In one to three sentences, explain what the journal excerpt below blames for the cough the writer had on Tuesday morning, including why that cause was present.

EXCERPT TO READ -
• • • • •

It went great. I got to play some of my own material, some old stuff, standards, whatever I want. It was hot and felt all kinds of good. Its nice to be back playing, working, learning new songs, etc. The owners of Havana are really great people and I'll be back often.
My life is off the chains. Its sunny, I get to play music to people at night, teach excitable children during the day, and soak in the Sea of Cortez in my down time.
Its fun and rewarding when things actually work out. Its easy to become accustomed and accepting of cynicism as all the junk gets thrown around nowadays. I done done it, but things are working nicely these days.
Hope everyone is well.
October 5, 2007
I went to teach Tuesday morning sporting a healthy cough and heavy head, not feeling great. Its actually due to all the air conditioning Ive been sleeping in these days, September being our hottest month. Its not uncommon to be in the mid 80s through the night. Room air conditioners blow out cool air hot sick with all kinds of dust accumulated around town and other junk. Some of the open air restaurants here have been shut down recently by the health police due to the dust.

• • • • •

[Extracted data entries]

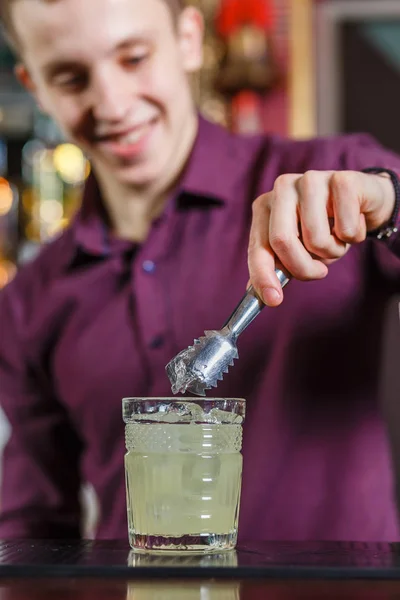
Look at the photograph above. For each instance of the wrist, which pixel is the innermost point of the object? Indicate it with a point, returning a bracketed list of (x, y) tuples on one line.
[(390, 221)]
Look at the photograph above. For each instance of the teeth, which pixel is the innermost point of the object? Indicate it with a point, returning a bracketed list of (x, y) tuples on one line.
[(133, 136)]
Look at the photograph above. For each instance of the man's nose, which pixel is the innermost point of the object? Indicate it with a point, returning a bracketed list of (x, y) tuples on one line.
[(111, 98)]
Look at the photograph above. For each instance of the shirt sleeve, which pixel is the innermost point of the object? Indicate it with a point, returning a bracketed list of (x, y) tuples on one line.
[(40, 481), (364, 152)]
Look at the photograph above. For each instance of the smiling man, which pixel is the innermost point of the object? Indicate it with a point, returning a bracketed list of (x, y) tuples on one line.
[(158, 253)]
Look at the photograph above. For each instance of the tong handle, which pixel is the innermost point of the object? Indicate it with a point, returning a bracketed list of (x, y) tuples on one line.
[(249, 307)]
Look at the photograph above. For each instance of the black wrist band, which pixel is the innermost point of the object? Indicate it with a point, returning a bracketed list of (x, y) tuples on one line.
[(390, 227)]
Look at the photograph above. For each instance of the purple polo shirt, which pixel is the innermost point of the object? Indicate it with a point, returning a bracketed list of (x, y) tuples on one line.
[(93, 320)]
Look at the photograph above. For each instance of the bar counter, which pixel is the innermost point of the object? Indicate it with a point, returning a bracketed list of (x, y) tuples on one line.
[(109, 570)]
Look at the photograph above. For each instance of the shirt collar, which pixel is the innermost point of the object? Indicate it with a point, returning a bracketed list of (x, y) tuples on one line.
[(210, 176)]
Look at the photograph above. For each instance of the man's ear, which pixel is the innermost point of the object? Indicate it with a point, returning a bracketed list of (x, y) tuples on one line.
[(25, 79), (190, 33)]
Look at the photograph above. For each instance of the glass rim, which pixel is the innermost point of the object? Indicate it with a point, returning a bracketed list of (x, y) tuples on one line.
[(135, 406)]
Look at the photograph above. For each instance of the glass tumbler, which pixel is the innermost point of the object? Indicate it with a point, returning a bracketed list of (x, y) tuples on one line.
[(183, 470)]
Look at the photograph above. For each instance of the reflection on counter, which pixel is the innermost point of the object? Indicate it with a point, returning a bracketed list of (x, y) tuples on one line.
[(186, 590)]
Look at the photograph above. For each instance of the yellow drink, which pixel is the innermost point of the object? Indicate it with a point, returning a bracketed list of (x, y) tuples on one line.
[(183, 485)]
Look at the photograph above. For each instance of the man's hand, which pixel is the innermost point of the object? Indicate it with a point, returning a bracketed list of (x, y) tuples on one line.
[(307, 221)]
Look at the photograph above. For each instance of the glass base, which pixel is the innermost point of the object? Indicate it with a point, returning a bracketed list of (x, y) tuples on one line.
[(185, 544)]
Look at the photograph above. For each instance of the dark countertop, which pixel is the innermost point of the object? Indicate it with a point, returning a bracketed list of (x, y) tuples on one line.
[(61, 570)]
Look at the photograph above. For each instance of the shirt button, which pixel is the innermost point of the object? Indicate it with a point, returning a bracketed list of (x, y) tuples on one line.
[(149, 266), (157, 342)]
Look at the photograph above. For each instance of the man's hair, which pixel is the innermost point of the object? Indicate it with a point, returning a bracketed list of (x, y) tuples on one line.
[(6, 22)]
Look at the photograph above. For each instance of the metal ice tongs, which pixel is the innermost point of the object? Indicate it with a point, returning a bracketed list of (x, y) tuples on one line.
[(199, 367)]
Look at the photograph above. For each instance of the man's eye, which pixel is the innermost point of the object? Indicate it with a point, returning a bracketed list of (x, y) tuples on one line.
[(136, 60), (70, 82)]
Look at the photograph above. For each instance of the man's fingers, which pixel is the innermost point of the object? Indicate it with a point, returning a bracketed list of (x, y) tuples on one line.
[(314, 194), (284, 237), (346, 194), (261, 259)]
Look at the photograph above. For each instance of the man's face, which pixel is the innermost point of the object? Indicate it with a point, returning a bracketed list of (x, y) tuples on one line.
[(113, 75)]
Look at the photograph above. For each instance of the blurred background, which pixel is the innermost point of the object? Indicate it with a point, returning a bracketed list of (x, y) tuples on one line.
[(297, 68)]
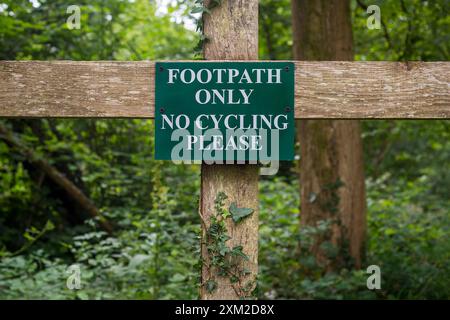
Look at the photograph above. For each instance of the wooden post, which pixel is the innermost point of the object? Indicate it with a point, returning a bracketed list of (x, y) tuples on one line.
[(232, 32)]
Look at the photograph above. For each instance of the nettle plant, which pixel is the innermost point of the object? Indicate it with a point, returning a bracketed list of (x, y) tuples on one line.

• • • • •

THE RESPONSE - The writer blames the cough on the air conditioning they had been sleeping in. They were using it because September is the hottest month, with nights often in the mid 80s, and room air conditioners blow out air carrying dust accumulated around town and other junk.